# 課題一覧
• A. 楽曲紹介の本文について、次の記述(i)〜(iii)がそれぞれ本文と合致するか、はい・いいえで答え、判断の根拠となる本文の語句をそのまま引用してください。(i) 『月夜』はばななまんの曲として挙げられている。(ii) 『月夜』の演奏は4人組によるものだと書かれている。(iii) 高校卒業したての男子が織り成すサウンドについて、完成度に言及している。
• B. 楽曲紹介の本文から、「アイドルがいやで、でもそれが」を含む語句で始まり「3人組ながら広がりのある演奏…。」で終わる部分を、一字も変えずに引用してください。
• C. 楽曲紹介の本文を、最後の文の後から書き継いでください。

# 掲載本文
··········

アイドルがいやで、でもそれが乗り越えられなくって、大人になってすべて受け入れられた頃には、
時代と自分の関係が激変していて、と。
話が大きく膨らみましたが、高校卒業したての男子が織り成すこのサウンドは、
今後の自身らの人生すら折り込んだ完成度、というべき感触です。
11/『In The Stone』 アース・ウインド&ファイターズ
12/『あの娘のアンブレラ』 イエロー太陽'S
13/『逃げろ!』 THE NEWS
14/『偉大なるエゴイストの憂鬱』 ラヴ・カメレオンズ
15/『月夜』 ばななまん
現在同名のお笑いコンビが、俺好きな事もありますが、なかなかイイです。
沖縄調のイントロから、たしかに夜を感じさせるアレンジになり。
3人組ながら広がりのある演奏…。

··········

# 提供データ
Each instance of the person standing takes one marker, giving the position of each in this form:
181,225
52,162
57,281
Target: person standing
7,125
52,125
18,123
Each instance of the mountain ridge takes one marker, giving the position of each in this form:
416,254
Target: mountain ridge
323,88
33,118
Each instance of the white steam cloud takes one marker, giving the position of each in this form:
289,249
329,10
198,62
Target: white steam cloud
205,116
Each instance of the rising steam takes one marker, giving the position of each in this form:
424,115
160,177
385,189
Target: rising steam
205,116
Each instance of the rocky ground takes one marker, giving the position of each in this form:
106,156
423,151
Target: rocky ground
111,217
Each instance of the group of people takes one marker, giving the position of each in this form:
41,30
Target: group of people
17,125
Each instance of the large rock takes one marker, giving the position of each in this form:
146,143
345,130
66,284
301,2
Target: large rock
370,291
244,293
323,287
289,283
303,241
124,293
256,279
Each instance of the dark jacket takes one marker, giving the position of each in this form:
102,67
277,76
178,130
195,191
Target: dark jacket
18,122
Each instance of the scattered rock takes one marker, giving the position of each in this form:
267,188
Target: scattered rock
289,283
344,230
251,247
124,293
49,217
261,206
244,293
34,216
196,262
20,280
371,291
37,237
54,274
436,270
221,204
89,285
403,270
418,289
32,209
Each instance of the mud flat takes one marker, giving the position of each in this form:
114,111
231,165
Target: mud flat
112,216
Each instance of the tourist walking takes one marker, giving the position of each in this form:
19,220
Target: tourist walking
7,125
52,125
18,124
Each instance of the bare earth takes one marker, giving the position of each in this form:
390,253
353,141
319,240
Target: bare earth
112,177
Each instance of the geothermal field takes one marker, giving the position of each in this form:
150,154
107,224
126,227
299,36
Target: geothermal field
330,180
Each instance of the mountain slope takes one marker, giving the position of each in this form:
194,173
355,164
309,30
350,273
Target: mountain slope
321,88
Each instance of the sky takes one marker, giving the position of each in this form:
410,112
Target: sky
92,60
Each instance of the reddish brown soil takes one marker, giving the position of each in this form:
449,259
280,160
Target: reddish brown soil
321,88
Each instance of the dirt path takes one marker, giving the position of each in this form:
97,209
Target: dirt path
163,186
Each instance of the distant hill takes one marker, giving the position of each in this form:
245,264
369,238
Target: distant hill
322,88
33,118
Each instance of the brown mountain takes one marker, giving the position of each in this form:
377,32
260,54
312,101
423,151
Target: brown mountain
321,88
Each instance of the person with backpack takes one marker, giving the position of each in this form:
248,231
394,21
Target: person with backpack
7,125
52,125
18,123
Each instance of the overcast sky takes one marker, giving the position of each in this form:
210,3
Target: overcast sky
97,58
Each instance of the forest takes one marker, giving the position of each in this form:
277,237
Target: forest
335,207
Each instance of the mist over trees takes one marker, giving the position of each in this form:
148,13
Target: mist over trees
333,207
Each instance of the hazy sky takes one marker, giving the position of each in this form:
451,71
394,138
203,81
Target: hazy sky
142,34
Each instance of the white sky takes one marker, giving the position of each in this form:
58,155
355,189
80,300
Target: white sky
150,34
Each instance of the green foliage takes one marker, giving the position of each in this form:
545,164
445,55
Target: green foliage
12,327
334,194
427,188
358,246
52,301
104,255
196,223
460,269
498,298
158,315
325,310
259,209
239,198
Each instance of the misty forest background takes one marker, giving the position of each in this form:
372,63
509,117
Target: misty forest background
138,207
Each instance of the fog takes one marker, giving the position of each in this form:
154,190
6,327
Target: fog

··········

# 最終結果
• A.
(i) はい 「15/『月夜』 ばななまん」
(ii) いいえ 「3人組ながら広がりのある演奏…。」
(iii) はい 「今後の自身らの人生すら折り込んだ完成度、というべき感触です。」

• B.
アイドルがいやで、でもそれが乗り越えられなくって、大人になってすべて受け入れられた頃には、
時代と自分の関係が激変していて、と。
話が大きく膨らみましたが、高校卒業したての男子が織り成すこのサウンドは、
今後の自身らの人生すら折り込んだ完成度、というべき感触です。
11/『In The Stone』 アース・ウインド&ファイターズ
12/『あの娘のアンブレラ』 イエロー太陽'S
13/『逃げろ!』 THE NEWS
14/『偉大なるエゴイストの憂鬱』 ラヴ・カメレオンズ
15/『月夜』 ばななまん
現在同名のお笑いコンビが、俺好きな事もありますが、なかなかイイです。
沖縄調のイントロから、たしかに夜を感じさせるアレンジになり。
3人組ながら広がりのある演奏…。

• C.
しかし残念ながら、俺はまったくこのバンドの事を覚えてませんなぁ。
といいますか、お笑いのバナナマンの必殺の髪型しか浮かんでこない。
いつしか奴が歌っているような錯角が。
16/『人間関係ギィスギス』 ぢJezass
17/『我思うゆえに我あり』 FLYING KIDS
久々に「幸せであるように」が聞きたかったところですが、
収録されてたのはこの曲。
でも、「我」を「ワーリィ」と発音してファンクに乗せていくあたりは、
かっこいいっすね。
(DISK2 に続く)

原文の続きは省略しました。